WHAT IS EXPECTED: Repeat exactly the lines that run from the one containing "Task: mark each instance of the tall" to the end of the data, and leave out all others.

Point-based annotation data:
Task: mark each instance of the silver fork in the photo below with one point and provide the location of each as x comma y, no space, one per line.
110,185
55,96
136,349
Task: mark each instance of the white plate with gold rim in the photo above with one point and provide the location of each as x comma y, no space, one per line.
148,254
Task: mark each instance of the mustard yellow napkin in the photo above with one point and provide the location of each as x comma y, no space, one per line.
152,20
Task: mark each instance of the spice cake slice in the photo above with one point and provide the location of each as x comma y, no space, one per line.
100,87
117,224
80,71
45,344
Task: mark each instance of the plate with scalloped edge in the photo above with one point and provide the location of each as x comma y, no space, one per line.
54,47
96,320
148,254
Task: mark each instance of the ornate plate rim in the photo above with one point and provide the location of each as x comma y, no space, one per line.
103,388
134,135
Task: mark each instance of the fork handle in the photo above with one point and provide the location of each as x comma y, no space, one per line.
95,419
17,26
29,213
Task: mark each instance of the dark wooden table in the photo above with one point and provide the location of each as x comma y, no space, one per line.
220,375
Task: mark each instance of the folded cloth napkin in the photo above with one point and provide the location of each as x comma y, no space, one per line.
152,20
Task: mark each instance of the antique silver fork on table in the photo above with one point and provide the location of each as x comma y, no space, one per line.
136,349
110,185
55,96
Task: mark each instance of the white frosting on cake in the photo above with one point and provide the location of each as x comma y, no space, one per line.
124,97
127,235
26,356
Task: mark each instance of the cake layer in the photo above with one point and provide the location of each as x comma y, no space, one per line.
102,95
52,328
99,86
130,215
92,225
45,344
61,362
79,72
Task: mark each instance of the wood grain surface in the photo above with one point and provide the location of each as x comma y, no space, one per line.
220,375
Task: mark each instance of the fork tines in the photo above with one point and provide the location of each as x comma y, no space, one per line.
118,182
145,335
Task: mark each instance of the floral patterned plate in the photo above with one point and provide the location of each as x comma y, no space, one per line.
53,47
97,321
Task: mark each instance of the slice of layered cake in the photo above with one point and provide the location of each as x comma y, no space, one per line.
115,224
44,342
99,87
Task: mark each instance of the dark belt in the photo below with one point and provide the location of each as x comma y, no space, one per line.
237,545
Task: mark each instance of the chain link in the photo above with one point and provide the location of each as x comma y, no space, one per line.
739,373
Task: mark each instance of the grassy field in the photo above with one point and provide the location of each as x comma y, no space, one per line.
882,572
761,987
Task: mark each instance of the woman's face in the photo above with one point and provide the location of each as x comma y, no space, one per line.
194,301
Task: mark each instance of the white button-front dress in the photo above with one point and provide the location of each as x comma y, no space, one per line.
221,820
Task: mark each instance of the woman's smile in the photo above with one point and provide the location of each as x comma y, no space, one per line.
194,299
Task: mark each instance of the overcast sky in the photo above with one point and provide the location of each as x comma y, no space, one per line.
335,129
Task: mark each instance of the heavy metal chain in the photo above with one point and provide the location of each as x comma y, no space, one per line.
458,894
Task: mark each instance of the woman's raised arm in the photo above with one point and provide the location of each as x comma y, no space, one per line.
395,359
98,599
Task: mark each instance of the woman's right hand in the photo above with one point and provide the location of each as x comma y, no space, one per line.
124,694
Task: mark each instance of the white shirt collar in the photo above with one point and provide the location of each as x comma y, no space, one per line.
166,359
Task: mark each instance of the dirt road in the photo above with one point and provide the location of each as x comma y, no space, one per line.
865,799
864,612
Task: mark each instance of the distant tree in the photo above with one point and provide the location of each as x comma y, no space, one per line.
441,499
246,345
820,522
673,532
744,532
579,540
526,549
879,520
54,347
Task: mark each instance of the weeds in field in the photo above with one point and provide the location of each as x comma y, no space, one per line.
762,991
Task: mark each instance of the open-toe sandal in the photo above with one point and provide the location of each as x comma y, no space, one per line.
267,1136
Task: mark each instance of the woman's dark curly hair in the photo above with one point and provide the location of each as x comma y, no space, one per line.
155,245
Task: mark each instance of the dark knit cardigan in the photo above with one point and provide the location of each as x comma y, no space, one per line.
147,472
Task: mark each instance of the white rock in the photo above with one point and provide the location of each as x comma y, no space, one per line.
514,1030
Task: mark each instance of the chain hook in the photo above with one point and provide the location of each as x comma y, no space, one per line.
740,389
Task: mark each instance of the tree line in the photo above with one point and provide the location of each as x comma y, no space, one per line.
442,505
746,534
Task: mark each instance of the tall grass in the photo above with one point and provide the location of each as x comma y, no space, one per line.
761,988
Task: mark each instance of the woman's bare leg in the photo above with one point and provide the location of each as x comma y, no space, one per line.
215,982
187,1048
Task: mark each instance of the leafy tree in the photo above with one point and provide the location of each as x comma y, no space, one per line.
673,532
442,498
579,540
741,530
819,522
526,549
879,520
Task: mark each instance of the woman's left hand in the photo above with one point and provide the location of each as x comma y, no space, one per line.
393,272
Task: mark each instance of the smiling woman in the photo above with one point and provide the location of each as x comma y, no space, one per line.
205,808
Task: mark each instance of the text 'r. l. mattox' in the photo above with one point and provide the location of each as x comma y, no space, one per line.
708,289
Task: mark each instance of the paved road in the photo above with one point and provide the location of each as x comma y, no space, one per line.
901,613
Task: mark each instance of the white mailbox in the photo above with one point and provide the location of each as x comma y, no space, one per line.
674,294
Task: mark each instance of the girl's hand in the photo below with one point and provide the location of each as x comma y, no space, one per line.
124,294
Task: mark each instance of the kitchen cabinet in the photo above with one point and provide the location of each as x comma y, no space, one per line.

RESULT OF THE TASK:
Task: mark each instance of the tall grass in the photo above with one point and provide the location of each as x comma y, no space, one per line.
761,988
Task: mark each instance of the woman's bare leg in the photo above with one point and provide the location of each as x comma y, no space, one per line.
215,982
187,1048
Task: mark each instance of the leafy tree in the photo above with one point and provide the location of each as x comma y, no space, one per line.
673,532
442,498
579,540
741,530
819,522
526,549
879,520
Task: mark each instance of the woman's left hand in the photo above with one point and provide the location of each as x comma y, no space, one per line.
393,272
Task: mark each instance of the smiling woman in the photo above with one point and provide the location of each as x comma y, no space, one per line.
205,808
Task: mark each instance of the text 'r. l. mattox' in the photo above with one point and provide the location of each as x comma y, no space, one per line.
708,289
Task: mark each instance of the paved road in the photo above with one point and provide the location of each as x comma y, no space, one per line.
901,613
Task: mark each instance of the white mailbox in the photo above with one point and provide the location of each as x comma y, no space, one per line.
674,294
Task: mark each instance of the girl's hand in the photo below with one point and provide the location of each as x comma y, no space, one per line.
124,294
Task: mark each instance of the kitchen cabinet in the photo above with one point and provide the location of each as x comma y, no space, one per line.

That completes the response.